Saved entries:
- - -
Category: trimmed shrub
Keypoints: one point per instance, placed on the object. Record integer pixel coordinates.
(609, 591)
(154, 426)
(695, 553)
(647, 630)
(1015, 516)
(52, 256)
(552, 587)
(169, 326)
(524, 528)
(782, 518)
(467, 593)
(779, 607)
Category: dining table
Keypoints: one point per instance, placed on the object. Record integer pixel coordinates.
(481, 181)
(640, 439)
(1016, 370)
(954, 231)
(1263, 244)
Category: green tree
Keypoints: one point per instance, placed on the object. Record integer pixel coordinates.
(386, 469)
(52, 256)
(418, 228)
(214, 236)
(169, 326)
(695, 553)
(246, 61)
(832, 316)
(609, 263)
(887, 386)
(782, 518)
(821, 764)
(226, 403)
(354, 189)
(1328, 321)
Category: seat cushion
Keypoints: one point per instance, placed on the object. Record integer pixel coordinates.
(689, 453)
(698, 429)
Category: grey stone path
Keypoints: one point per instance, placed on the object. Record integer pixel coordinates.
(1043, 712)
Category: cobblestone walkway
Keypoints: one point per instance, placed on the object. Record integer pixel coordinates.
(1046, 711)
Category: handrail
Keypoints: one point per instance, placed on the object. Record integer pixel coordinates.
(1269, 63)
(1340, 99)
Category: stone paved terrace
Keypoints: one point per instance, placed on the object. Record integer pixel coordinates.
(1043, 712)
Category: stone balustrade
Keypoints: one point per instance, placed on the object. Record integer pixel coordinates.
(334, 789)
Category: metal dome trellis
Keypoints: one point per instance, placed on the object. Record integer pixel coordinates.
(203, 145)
- - -
- _PROMPT_
Can you reproduce the entire listing above, line for line and with nothing changed?

- _RESULT OF THIS TASK_
Category: trimmed shrub
Keypoints: one point per instance, placed on the object. Record integer pixel coordinates.
(609, 591)
(154, 426)
(695, 553)
(647, 630)
(1015, 516)
(52, 256)
(552, 587)
(169, 326)
(524, 528)
(782, 518)
(467, 593)
(779, 607)
Category: dining table
Keypoints: one point per instance, placed on the object. Record integer pixel coordinates.
(481, 181)
(640, 439)
(1016, 370)
(954, 231)
(1263, 244)
Category: green tree
Keypoints: one point per instance, placed on the object. Record integer pixel coordinates.
(386, 469)
(52, 256)
(418, 228)
(214, 236)
(169, 326)
(695, 553)
(246, 61)
(832, 316)
(609, 263)
(887, 386)
(782, 518)
(821, 764)
(226, 403)
(354, 189)
(1328, 321)
Category: seat cushion
Keypoints: one point per instance, placed on the object. Record integer pixel coordinates.
(689, 453)
(698, 429)
Category: grey stone path
Keypoints: one point per instance, placed on the object. Record integer pixel coordinates.
(1043, 712)
Category: cobblestone walkway
Keypoints: one point per instance, placed on the object. Record integer pixel coordinates.
(1046, 711)
Category: handrail
Keypoints: one point per instance, placed on the object. Record integer pixel coordinates.
(1269, 63)
(1340, 99)
Category: stone paved terrace
Keypoints: one point per instance, placed on the object. Record integer pixel coordinates.
(1043, 712)
Category: stone balustrade
Keypoints: one point per instance, placed on the object. Record integer pixel coordinates.
(334, 789)
Category: metal dome trellis
Keypoints: one point per instance, placed on the object. Record integer pixel coordinates.
(203, 145)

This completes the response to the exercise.